Begin Given text

Automation: The Stakeholder Retaliation


            In its endeavor to reduce designing costs and increase productivity, the purchasing department of Bavarian Motor Works (popularly known as BMW) bought a technology to replace manual crash-testing of cars by machine-operated procedure ( 2003).  In the process, B is increased as well as potential DP due to declining valuation of machines in the future.  However, the thinking of efficiency and productivity was reached because of the distortion earlier identified in MIT case.  The deduction pressure and supposedly value-added was gained from the right hand side of the equation, which in our MIT discussion, should not be.  BMW engineers were possibly bargained to “do less for less pay”.  However, an organization cannot undermine the power of initiative, creativity and uniqueness of human resources (represented by W in the equation) in favor of efficiency.

End Given text
Begin Input rows

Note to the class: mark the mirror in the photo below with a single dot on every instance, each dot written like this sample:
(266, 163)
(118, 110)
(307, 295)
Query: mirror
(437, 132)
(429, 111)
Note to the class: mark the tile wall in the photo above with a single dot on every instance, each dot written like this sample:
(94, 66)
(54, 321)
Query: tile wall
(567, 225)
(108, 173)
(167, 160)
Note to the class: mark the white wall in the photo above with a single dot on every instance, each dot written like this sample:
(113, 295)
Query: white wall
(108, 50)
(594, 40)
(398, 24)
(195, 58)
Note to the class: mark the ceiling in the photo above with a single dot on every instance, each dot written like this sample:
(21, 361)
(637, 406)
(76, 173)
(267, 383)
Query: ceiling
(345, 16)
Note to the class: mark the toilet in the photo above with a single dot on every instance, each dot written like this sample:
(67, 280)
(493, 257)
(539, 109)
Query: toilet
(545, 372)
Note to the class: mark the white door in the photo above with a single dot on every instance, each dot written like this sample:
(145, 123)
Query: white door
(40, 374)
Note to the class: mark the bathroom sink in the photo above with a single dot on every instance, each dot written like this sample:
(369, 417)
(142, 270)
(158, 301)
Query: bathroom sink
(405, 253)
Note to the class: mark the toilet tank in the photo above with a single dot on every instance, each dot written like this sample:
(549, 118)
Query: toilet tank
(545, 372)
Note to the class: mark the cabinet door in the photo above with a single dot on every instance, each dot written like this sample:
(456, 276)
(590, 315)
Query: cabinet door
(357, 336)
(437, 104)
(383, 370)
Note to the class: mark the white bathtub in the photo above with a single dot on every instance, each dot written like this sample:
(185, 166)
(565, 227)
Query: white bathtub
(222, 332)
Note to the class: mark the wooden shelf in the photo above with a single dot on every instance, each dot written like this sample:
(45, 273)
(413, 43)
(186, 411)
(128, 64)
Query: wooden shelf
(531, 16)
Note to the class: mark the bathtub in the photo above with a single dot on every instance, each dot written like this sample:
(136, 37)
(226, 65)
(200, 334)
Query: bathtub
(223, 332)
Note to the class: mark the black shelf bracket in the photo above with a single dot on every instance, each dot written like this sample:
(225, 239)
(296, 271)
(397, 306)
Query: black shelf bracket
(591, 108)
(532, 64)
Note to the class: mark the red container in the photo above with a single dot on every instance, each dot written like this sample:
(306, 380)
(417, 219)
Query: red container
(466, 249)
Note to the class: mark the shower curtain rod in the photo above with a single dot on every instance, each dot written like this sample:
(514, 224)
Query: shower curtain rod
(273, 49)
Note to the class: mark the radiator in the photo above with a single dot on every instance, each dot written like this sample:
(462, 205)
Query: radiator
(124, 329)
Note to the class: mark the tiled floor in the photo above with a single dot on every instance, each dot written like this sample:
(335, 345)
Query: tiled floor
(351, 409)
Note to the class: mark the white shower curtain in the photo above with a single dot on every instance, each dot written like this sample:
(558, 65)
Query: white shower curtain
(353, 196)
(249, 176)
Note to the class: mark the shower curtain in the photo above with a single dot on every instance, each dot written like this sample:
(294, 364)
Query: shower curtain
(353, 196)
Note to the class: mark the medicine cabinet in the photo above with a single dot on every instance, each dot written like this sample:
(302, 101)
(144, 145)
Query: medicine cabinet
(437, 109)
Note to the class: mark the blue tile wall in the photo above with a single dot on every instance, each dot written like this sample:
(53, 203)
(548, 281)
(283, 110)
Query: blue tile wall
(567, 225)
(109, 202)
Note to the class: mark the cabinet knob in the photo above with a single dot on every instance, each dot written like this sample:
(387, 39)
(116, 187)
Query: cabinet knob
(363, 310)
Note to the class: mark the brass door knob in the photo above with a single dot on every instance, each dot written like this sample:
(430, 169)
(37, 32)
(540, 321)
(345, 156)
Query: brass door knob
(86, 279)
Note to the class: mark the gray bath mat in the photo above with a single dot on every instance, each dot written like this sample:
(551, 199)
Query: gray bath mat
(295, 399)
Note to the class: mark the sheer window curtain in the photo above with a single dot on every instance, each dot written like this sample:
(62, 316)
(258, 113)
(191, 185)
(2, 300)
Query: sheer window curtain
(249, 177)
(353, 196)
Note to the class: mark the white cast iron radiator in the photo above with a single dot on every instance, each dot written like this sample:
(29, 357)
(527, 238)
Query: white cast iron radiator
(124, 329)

End Input rows

> Your tasks
[1] In the automation passage, what did BMW's purchasing department buy?
[2] Format the rows as a numbered list, leaving out blank lines, starting at the line that contains "Note to the class: mark the shower curtain in" and running through the last line of the rows.
These rows have no connection to the automation passage.

> Task-by-task answers
[1] It bought a technology to replace manual crash-testing of cars with a machine-operated procedure.

[2]
1. Note to the class: mark the shower curtain in the photo above with a single dot on every instance, each dot written like this sample:
2. (294, 364)
3. Query: shower curtain
4. (353, 196)
5. Note to the class: mark the medicine cabinet in the photo above with a single dot on every instance, each dot written like this sample:
6. (302, 101)
7. (144, 145)
8. Query: medicine cabinet
9. (437, 109)
10. Note to the class: mark the blue tile wall in the photo above with a single dot on every instance, each dot written like this sample:
11. (53, 203)
12. (548, 281)
13. (283, 110)
14. Query: blue tile wall
15. (567, 225)
16. (109, 202)
17. Note to the class: mark the cabinet knob in the photo above with a single dot on every instance, each dot written like this sample:
18. (387, 39)
19. (116, 187)
20. Query: cabinet knob
21. (363, 310)
22. Note to the class: mark the brass door knob in the photo above with a single dot on every instance, each dot written like this sample:
23. (430, 169)
24. (37, 32)
25. (540, 321)
26. (345, 156)
27. Query: brass door knob
28. (86, 279)
29. Note to the class: mark the gray bath mat in the photo above with a single dot on every instance, each dot written like this sample:
30. (551, 199)
31. Query: gray bath mat
32. (295, 399)
33. Note to the class: mark the sheer window curtain in the photo above with a single dot on every instance, each dot written like this sample:
34. (62, 316)
35. (258, 113)
36. (191, 185)
37. (2, 300)
38. Query: sheer window curtain
39. (249, 177)
40. (353, 196)
41. Note to the class: mark the white cast iron radiator in the photo above with a single dot on every instance, each dot written like this sample:
42. (29, 357)
43. (527, 238)
44. Query: white cast iron radiator
45. (124, 329)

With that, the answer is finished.